Moving after a Mastectomy: February 17, 2017
After any surgery it’s important for patients to get up and move. But after a mastectomy, physical therapists say rebuilding muscle and strength is vital to their recovery.
Patricia Curr, a physical therapist with Lee Health, works with women after a mastectomy. “We have patients that are young moms that come in and they have to lift children, do any type of caretaking, grocery shopping, go back to work, but we want to make sure they know what their internal limits are. They know what they can and cannot do, especially in the beginning.”
As soon as two weeks after surgery, Curr works with women on reaching and lifting. “After having healed appropriately they’ll come in for physical therapy and we’ll teach them some body mechanics and some stretches.”

===============

#### [EXERCISE 1]
According to the mastectomy article, why do physical therapists stress rebuilding muscle and strength after the surgery? Answer in one to three sentences.
#### [EXERCISE 2]
In the mastectomy article, how soon after surgery can Curr begin working with women on reaching and lifting?
#### [EXERCISE 3]
Proceed with the mastectomy article, picking up after its final sentence.
The entries that follow are drawn from a separate source.

#### [INFORMATION SHOWN]
===============

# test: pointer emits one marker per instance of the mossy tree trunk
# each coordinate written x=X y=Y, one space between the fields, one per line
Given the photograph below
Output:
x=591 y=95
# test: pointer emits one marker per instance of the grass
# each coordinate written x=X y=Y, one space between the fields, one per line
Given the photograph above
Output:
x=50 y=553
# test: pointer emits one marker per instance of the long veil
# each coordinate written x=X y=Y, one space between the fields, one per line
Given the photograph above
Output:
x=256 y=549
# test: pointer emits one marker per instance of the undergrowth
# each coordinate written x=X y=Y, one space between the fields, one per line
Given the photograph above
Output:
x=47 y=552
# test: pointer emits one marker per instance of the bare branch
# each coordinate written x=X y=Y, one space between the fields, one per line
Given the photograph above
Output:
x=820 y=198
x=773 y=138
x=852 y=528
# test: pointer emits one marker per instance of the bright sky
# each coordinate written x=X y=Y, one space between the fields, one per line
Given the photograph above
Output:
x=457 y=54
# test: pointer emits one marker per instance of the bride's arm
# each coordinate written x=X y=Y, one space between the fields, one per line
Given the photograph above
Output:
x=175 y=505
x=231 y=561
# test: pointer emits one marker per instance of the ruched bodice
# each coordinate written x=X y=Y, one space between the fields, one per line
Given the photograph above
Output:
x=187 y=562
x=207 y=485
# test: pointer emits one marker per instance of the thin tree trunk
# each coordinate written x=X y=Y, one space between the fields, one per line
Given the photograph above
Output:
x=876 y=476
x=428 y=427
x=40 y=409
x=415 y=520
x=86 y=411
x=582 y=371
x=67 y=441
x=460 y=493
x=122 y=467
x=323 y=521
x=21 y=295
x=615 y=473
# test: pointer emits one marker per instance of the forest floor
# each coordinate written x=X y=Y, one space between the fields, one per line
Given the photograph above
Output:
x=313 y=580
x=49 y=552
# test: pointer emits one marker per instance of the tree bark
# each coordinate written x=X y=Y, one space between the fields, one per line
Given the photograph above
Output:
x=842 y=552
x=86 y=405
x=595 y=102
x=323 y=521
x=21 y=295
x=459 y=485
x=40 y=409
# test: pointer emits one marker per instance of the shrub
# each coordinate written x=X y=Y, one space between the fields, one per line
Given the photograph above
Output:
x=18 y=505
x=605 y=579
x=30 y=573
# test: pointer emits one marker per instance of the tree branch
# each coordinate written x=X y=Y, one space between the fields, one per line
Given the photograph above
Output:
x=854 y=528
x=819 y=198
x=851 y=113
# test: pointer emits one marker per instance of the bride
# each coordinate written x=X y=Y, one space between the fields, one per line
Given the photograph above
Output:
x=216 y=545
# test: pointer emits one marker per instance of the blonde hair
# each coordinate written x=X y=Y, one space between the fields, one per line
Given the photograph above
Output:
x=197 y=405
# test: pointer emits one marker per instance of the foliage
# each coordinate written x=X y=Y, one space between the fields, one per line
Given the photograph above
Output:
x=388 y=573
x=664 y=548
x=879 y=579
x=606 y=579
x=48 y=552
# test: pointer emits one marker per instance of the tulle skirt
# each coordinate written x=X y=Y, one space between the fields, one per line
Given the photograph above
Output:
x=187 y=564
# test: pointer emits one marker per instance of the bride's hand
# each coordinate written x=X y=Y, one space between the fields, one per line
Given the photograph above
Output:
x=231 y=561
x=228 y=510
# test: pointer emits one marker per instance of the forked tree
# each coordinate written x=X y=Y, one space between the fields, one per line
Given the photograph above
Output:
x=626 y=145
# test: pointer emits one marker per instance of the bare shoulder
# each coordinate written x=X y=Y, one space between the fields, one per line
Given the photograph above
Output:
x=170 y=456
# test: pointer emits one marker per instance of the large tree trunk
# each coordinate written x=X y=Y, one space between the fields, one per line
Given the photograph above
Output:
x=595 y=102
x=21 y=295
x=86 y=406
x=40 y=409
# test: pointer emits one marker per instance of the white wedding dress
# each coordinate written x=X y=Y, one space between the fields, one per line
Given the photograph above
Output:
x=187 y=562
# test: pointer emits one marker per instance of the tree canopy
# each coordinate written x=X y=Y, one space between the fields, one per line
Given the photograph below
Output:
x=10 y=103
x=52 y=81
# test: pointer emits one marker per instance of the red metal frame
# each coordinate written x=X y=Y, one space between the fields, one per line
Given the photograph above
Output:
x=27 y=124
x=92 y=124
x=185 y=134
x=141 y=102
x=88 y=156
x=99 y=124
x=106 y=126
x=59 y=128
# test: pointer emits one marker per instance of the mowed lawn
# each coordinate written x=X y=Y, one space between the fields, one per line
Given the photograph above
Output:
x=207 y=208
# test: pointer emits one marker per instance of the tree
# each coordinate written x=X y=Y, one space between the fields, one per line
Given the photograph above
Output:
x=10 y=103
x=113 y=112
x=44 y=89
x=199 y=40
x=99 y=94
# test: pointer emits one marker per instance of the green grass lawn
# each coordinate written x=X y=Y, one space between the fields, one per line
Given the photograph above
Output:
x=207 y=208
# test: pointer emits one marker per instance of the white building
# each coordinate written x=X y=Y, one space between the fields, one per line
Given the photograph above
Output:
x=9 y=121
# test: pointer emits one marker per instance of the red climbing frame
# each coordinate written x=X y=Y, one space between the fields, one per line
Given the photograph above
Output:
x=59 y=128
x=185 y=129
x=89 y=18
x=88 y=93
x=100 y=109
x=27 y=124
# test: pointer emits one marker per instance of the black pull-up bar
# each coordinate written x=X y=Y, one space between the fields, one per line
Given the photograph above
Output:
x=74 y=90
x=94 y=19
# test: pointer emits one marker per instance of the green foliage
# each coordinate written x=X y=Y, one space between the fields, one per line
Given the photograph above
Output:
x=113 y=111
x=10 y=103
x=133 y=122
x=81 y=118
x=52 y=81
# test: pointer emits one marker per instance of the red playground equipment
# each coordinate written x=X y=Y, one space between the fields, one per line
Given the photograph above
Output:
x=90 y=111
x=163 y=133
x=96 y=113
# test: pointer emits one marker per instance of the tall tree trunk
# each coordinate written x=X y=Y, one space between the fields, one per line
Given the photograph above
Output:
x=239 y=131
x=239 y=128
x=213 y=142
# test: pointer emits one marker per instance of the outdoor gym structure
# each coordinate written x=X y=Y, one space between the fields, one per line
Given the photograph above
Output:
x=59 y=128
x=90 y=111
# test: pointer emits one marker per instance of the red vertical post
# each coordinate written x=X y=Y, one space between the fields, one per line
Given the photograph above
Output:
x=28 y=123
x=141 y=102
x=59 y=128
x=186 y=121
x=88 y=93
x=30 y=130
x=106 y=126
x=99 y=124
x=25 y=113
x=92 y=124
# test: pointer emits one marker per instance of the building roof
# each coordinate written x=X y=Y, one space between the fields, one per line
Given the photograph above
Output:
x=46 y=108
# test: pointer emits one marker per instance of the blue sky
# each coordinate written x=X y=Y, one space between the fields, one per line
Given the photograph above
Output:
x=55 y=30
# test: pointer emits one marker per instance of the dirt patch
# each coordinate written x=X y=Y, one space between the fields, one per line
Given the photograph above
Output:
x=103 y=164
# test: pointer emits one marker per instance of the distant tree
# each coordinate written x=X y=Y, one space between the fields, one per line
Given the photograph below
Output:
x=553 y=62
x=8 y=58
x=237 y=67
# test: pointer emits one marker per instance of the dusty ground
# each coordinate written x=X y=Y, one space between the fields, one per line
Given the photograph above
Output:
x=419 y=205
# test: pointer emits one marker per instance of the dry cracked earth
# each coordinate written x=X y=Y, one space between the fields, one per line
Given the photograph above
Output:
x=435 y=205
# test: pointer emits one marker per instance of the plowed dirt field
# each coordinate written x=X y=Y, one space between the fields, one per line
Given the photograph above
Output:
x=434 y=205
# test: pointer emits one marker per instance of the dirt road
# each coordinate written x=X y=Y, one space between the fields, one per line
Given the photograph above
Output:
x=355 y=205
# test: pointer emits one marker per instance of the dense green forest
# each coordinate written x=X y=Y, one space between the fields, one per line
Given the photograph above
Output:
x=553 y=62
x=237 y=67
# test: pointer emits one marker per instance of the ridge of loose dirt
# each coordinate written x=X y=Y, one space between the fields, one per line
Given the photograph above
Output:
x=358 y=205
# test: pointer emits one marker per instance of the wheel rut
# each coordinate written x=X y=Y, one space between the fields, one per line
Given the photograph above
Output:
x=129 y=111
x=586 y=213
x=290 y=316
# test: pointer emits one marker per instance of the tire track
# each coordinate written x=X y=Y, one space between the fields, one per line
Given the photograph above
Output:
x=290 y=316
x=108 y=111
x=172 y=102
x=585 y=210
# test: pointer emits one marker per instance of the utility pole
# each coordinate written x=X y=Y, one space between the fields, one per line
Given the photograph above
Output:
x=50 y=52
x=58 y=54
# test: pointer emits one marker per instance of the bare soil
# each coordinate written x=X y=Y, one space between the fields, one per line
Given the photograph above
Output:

===============

#### [WRITTEN RESPONSE 1]
Physical therapists say that rebuilding muscle and strength after a mastectomy is vital to the patient's recovery.

#### [WRITTEN RESPONSE 2]
As soon as two weeks after surgery.

#### [WRITTEN RESPONSE 3]
But frequently, patients will start physical therapy weeks before their surgery. This helps patients learn the exercises and what their limitations will be after surgery. “You can’t just go back to it because you can injure the site, you can injure the tissue, or other body parts, so if we can get them in sooner just to give them that instruction they will have that knowledge,” said Curr.
After surgery, women may experience tightness in the arm, neck, and back. Physical therapists can help patients work through that pain. “Sometimes they develop what’s called cording. It’s very tight tissue through the arm pit down into the arm. You can actually see a little cord that pops up, it’s very tight and it can be very painful and limiting,” said Curr.
Physical therapists can teach patients safe movements to help them get back to their normal routine. “You can go back to life. It’s doable, it’s definitely doable,” said Curr.